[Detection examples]
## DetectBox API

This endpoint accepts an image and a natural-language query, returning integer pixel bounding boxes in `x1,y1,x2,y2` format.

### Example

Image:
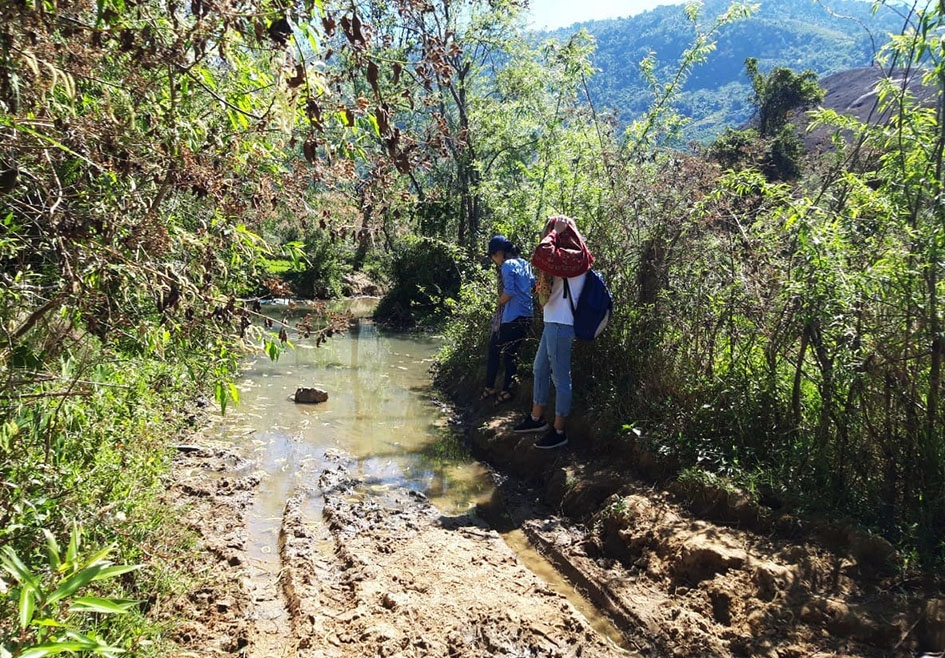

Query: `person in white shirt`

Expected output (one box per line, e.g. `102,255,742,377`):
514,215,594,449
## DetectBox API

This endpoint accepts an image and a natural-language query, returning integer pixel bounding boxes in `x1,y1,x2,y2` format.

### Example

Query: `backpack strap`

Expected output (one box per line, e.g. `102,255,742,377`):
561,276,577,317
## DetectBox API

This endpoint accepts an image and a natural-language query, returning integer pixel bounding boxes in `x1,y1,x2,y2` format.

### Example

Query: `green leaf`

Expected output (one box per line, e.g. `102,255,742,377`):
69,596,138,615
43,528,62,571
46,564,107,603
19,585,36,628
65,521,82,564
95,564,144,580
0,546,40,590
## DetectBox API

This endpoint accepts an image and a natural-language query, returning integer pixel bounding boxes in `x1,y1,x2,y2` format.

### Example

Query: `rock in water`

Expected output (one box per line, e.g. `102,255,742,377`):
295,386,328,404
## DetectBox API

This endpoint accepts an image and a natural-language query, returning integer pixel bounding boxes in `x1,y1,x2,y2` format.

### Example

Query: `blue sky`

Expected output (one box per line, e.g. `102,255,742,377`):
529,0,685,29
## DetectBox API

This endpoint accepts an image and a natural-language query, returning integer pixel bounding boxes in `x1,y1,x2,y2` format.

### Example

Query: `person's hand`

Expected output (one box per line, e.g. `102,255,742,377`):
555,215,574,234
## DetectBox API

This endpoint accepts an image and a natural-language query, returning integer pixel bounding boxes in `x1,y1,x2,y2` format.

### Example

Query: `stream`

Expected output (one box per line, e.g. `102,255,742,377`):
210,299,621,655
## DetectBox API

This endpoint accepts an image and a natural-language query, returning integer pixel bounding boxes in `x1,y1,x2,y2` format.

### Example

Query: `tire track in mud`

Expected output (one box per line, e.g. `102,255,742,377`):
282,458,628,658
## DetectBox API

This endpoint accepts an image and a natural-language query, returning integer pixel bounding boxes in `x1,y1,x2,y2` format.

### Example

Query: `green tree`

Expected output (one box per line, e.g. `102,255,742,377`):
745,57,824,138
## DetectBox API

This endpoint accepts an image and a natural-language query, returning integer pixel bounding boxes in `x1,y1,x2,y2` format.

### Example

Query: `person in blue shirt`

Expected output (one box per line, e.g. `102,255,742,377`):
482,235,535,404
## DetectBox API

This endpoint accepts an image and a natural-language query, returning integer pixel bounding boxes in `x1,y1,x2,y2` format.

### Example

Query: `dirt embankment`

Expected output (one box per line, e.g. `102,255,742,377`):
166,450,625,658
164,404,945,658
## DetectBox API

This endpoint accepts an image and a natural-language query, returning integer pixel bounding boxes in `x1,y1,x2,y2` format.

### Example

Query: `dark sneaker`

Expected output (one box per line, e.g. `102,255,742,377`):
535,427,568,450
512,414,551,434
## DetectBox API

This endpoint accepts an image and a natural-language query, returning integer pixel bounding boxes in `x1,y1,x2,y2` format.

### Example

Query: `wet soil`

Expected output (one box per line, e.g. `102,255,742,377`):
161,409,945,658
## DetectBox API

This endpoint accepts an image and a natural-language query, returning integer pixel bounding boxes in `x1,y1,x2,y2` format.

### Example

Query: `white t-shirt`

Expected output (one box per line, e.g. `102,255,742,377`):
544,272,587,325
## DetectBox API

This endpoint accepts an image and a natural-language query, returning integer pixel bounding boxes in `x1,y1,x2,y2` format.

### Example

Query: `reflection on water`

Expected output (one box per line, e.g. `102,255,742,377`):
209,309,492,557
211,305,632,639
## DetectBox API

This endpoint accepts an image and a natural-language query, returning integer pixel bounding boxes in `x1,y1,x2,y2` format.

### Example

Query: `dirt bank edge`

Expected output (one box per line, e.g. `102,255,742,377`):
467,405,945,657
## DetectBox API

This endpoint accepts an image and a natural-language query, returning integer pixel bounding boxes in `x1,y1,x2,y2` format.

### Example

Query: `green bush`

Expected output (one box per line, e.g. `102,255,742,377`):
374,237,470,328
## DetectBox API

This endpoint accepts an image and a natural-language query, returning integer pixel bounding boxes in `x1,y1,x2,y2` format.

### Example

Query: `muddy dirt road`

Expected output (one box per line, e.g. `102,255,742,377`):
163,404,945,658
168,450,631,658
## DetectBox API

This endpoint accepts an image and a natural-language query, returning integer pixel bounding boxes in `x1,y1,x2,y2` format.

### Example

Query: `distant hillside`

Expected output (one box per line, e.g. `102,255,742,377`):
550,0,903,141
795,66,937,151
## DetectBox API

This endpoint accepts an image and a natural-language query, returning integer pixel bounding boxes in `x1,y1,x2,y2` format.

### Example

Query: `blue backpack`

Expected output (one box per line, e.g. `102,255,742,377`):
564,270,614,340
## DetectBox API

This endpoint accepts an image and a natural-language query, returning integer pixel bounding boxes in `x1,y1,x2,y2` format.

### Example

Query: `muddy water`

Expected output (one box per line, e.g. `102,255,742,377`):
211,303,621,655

DIRECTION:
Rewrite all of the records above, replacing every occurrence of "endpoint" with "service" and leaving everything else unchanged. Leave the pictures out of your answer.

WRITTEN ANSWER:
## DetectBox API

This service accepts an image and a natural-language query, returning integer pixel bounding boxes in `x1,y1,x2,y2` format.

### Example

Image:

Query: `person in white shirt`

Expected output (one box per line, e.g. `102,255,742,377`):
514,215,594,449
## DetectBox API

This service accepts an image and a natural-language query, returning integer pixel bounding boxes in `x1,y1,x2,y2` format.

### Example

Query: `backpack strap`

Expected output (one box per line, e.g. `102,255,742,377`):
561,276,577,317
## DetectBox API

This service accepts an image and a natural-language query, returning integer pixel bounding boxes in `x1,y1,x2,y2` format.

### Example

Query: `green leaf`

Expected output (one box per line, e.g. `102,255,742,377`):
69,596,138,615
43,528,62,571
46,564,107,603
19,585,36,628
65,521,82,564
95,564,144,580
0,546,40,590
## DetectBox API

This service accepts an image and a natural-language query, returning integer pixel bounding boxes in `x1,y1,x2,y2` format.

### Example

Query: `rock in water`

Expected output (one box per line, e.g. `102,255,742,377`):
295,386,328,404
## DetectBox API

This service accepts an image and a natural-language query, returning integer pixel bounding boxes in `x1,y1,x2,y2` format.

### Example

Query: `blue sky`

Expected output (one box per line, e.g. `102,255,742,377`):
529,0,685,29
## DetectBox API

This service accepts an image and a natural-language query, returning integer pixel bounding boxes in `x1,y1,x2,y2` format.

### Example

Query: `person's hand`

Expected output (one box per line, e.g. `102,255,742,377`):
555,215,574,234
## DetectBox API

This service accepts an image and a natural-language query, returning integer pixel bounding boxes in `x1,y1,x2,y2` format.

### Example

Query: `stream`

Expected output (one box per line, e.g. `102,255,742,377`):
210,299,621,655
## DetectBox API

This service accepts an image and a natural-language query, returning integer pixel bounding boxes in `x1,y1,x2,y2` format.

### Example

Query: `tire track in mud`

Expected output (one box per line, e.g. `102,255,742,377`):
282,458,628,658
## DetectBox API

This service accepts an image and a natural-language query, returning integer pixel bounding boxes in `x1,y1,x2,y2` format.

### Example

Query: `green tree`

Expected output (one box per line, e.g. `102,255,742,377`):
745,57,824,138
## DetectBox API

This service accepts an image and a natural-language query, returning integer pixel bounding boxes in `x1,y1,x2,y2` format.

### Example

Query: `person in blue shirt`

Expected output (one box per line, e.g. `102,255,742,377`):
482,235,535,404
## DetectBox API

This service accepts an image and a natural-language query, returning integer pixel bounding boxes in `x1,y1,x2,y2` format.

### Example

Query: `dirt embankment`

Expected output (one box per line, e.g. `102,255,742,377`):
166,450,625,658
164,404,945,658
## DetectBox API

This service accepts an image and a natural-language query, returning integer pixel bounding boxes in `x1,y1,x2,y2` format.

### Example

Query: `dark sneaker`

Expected output (one box per line, e.g. `102,255,742,377`):
535,427,568,450
512,414,551,434
## DetectBox API

This service accepts an image and a natural-language query, returning integer pixel bounding boxes in `x1,y1,x2,y2` format.

### Example

Query: `wet soil`

Expected output (one box per line, e.g. `102,255,742,377`):
161,409,945,658
## DetectBox API

This service accepts an image and a natural-language query, returning integer pixel bounding boxes in `x1,y1,x2,y2` format.

### Example

Query: `white t-shirt`

Expected output (one box per line, e.g. `102,255,742,377`):
544,272,587,325
## DetectBox API

This service accepts an image and a natural-language query, returning integer pixel bounding boxes in `x1,y1,x2,y2` format.

### Example

Query: `reflection on water`

Expected output (one box per line, e.g. `102,255,742,377`):
209,309,492,557
211,305,632,639
## DetectBox API

This service accepts an image and a natural-language query, returning integer pixel bounding boxes in `x1,y1,x2,y2` format.

### Example

Query: `dirt bank edge`

Expected output (one box per line, e.g. `102,255,742,377`):
467,405,945,657
## DetectBox API

This service accepts an image and a natural-language query, returning integer pixel bounding boxes in `x1,y1,x2,y2` format.

### Example

Query: `green bush`

Expected output (one box per line, e.g. `102,255,742,377`):
374,237,470,328
## DetectBox API

This service accepts an image and a natural-language query, returning integer pixel bounding boxes in `x1,y1,x2,y2` format.

### Example

Query: `muddy dirt road`

Expected output (one box per line, e.g. `102,255,742,377`):
163,404,945,658
168,450,631,658
## DetectBox API

This service accepts an image and a natural-language query, returning integer pixel bounding boxes in `x1,y1,x2,y2` format.

### Example

Query: `distant hillside`

Expected output (one box per line, e.g. `102,255,742,377`):
550,0,903,141
795,66,937,151
## DetectBox API

This service accepts an image and a natural-language query, returning integer pixel bounding boxes in `x1,y1,x2,y2` format.

### Example

Query: `blue backpack`

Expected output (one box per line, e.g. `102,255,742,377`):
564,270,614,340
## DetectBox API

This service accepts an image and a natural-language query, returning integer pixel bounding boxes in `x1,y1,x2,y2` format.

### Example

Query: `muddy water`

Expected output (one box per line, e.g. `102,255,742,377`):
211,303,621,655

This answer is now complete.